## Natural-language object grounding data

Start of Block

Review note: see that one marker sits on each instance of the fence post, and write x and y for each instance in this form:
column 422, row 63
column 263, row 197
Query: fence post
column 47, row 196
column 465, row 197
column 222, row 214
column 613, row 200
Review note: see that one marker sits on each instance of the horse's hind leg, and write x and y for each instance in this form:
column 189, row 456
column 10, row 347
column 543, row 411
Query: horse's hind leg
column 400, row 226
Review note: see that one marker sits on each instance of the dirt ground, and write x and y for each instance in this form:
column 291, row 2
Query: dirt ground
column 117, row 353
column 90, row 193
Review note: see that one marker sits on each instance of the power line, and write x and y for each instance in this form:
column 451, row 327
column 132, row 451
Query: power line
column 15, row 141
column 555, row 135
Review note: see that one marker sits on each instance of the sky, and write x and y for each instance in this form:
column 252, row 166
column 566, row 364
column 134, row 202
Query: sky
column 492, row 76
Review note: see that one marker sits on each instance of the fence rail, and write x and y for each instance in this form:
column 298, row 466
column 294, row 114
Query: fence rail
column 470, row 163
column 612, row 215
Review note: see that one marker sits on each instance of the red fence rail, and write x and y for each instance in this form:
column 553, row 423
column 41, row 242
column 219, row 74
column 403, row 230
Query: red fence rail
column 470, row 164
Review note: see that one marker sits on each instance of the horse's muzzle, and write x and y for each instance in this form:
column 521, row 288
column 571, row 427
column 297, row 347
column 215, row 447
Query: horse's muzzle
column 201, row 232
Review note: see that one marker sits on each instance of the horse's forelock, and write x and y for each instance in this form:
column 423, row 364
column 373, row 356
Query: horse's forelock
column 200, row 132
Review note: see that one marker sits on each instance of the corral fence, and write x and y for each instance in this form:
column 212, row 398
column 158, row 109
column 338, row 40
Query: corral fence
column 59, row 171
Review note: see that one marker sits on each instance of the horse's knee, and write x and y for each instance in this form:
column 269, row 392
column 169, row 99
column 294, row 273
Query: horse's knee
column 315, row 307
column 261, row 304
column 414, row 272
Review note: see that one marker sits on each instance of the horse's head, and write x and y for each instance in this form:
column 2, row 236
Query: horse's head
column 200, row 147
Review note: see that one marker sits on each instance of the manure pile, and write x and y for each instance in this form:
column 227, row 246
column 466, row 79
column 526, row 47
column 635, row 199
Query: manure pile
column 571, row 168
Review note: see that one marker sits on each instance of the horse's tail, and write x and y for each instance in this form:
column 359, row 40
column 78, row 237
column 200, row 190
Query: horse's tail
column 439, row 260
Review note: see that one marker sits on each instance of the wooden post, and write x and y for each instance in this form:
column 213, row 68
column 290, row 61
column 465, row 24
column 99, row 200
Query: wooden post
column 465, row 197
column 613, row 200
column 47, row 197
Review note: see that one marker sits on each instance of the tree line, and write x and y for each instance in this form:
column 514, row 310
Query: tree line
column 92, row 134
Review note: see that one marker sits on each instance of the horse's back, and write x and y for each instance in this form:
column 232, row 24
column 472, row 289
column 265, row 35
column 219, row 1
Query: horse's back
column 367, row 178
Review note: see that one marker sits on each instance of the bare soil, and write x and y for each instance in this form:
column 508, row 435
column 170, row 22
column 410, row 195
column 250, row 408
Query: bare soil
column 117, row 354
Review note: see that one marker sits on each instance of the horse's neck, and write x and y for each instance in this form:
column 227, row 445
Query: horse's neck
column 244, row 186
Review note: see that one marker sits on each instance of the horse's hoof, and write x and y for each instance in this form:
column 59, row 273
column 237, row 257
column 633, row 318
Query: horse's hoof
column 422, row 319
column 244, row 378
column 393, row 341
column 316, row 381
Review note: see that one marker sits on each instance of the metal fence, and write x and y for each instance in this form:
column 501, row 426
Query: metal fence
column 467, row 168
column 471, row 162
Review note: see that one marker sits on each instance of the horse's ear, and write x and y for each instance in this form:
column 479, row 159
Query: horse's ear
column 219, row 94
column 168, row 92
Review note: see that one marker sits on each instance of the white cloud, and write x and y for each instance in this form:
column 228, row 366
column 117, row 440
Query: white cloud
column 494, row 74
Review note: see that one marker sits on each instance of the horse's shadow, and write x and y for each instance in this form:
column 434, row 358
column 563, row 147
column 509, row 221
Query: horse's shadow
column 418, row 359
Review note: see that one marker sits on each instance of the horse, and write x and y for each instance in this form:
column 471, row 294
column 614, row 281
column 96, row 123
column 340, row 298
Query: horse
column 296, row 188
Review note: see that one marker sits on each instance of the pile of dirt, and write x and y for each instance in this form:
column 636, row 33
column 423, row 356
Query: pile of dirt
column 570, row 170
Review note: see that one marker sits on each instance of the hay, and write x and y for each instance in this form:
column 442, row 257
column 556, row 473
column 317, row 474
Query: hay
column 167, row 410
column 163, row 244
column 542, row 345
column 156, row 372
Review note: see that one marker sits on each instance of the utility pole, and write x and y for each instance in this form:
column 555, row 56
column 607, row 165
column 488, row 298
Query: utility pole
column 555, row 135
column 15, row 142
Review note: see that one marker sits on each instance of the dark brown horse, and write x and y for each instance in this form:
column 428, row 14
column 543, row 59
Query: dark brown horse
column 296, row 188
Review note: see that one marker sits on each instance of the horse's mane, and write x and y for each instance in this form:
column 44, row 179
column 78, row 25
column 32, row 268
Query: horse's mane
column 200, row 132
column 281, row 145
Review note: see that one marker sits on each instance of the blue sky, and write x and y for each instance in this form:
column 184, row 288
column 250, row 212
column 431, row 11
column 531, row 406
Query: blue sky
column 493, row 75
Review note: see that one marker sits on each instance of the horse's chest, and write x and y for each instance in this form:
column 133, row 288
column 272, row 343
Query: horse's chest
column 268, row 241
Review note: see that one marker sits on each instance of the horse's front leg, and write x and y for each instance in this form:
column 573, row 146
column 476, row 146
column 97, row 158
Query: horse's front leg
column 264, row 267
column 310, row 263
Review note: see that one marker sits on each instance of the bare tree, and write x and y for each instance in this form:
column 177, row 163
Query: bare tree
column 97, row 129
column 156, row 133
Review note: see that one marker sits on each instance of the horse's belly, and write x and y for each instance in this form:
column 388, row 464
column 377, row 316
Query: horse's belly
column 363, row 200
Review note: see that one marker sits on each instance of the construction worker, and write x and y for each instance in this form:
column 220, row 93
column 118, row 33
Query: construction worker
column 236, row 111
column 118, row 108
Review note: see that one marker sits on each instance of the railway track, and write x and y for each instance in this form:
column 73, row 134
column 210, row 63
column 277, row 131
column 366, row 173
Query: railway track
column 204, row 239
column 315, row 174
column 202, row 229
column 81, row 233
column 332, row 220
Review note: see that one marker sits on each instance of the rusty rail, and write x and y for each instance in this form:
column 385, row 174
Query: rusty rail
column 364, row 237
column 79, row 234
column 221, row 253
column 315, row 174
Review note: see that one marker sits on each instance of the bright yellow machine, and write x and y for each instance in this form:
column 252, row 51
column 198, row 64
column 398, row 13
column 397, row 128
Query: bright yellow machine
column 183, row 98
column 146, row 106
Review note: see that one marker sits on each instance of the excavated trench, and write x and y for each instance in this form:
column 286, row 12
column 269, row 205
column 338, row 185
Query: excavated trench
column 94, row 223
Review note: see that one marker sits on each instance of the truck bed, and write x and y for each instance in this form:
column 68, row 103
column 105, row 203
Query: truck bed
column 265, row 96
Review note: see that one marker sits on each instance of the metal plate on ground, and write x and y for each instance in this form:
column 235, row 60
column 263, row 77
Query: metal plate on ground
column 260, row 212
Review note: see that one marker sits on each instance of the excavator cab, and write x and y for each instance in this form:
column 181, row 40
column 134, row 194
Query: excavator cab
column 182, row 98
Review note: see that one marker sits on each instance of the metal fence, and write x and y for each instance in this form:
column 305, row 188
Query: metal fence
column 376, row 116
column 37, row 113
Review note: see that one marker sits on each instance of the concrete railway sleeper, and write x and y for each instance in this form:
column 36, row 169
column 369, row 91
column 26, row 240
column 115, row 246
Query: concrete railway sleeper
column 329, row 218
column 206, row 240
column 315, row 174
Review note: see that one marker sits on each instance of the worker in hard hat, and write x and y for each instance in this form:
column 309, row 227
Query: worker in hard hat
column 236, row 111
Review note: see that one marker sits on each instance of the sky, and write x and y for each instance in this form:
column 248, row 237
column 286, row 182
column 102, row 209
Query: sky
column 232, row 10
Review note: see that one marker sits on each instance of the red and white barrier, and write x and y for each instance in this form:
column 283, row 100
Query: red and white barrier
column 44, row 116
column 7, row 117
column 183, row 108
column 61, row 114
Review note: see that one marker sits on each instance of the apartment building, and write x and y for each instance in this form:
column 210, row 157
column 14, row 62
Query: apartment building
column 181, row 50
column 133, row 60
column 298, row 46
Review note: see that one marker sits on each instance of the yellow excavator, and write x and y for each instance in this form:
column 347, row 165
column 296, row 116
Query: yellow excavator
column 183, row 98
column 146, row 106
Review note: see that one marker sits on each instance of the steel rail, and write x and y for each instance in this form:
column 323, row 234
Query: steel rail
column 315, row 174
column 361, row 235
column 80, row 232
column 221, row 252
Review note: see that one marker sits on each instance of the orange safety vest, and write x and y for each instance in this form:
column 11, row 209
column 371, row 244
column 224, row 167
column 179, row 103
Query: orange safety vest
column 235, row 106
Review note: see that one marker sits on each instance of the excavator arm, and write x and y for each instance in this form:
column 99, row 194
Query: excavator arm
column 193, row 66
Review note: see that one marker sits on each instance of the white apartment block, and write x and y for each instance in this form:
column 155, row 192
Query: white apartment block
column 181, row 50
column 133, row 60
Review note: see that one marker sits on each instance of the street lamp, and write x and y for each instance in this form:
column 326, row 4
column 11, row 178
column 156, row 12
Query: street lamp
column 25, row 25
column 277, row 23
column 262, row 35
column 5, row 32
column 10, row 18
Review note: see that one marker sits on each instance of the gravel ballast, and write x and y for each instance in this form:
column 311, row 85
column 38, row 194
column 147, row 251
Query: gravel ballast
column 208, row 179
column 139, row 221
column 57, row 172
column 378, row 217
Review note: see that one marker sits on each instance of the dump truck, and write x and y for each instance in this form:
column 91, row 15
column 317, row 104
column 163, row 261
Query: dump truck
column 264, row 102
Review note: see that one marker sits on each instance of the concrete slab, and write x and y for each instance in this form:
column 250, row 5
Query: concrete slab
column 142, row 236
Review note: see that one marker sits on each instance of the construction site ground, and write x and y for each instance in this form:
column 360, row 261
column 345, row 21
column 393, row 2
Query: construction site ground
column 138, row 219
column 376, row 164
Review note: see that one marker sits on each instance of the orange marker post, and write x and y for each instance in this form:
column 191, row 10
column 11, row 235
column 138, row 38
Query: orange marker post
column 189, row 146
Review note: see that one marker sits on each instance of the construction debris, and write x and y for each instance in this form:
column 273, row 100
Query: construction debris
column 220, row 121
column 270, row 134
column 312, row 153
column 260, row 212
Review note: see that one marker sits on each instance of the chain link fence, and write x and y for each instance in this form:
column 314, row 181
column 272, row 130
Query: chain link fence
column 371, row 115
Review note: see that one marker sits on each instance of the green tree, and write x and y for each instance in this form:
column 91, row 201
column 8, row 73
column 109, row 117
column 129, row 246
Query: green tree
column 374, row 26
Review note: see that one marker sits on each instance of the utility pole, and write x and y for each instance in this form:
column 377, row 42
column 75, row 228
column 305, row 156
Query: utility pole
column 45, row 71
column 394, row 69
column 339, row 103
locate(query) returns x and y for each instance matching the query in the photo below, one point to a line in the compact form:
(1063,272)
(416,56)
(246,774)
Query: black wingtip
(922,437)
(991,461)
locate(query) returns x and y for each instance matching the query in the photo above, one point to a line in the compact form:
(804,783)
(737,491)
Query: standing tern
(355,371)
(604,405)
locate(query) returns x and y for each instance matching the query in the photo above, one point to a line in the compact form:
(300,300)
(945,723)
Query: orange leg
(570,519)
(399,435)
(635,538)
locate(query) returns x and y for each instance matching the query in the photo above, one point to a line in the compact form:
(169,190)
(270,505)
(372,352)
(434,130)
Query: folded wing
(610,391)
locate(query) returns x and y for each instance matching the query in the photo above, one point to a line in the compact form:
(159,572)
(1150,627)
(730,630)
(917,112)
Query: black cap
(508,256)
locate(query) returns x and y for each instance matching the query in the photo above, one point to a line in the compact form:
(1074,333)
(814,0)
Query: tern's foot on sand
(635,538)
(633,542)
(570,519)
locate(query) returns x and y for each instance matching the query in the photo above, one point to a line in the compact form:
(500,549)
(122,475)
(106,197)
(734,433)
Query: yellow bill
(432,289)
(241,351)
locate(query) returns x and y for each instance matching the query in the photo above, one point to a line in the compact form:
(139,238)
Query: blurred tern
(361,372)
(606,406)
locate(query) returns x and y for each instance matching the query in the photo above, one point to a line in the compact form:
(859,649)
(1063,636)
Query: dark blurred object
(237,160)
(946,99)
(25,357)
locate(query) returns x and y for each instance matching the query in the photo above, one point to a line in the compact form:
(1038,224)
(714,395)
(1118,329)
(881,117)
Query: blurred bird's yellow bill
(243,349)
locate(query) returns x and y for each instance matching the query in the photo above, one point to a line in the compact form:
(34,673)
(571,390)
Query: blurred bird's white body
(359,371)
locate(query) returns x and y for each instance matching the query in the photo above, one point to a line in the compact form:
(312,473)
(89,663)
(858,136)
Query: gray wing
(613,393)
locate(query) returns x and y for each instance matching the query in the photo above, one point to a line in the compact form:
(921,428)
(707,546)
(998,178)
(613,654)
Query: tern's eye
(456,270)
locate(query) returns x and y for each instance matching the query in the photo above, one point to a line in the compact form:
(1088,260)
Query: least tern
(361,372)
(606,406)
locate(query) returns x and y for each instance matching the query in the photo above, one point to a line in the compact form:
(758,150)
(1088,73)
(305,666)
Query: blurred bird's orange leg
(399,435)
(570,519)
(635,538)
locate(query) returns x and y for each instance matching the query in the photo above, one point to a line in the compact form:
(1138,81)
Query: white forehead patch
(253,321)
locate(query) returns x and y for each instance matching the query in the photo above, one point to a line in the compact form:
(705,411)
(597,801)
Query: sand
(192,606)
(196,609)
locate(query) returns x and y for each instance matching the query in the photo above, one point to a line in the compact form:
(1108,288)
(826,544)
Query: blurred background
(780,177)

End of Block

## Requirement
Start with the line above that contains "column 250, row 212" and stop after the line that contains "the horse's front". Output those lines exactly, and only those.

## Response
column 250, row 212
column 431, row 11
column 531, row 406
Query: blue sky
column 493, row 75
Review note: see that one marker sits on each instance of the horse's chest, and write x and y for each instance in this form:
column 133, row 288
column 272, row 343
Query: horse's chest
column 268, row 241
Review note: see that one marker sits on each instance of the horse's front leg, and write x and y for each instance in this form:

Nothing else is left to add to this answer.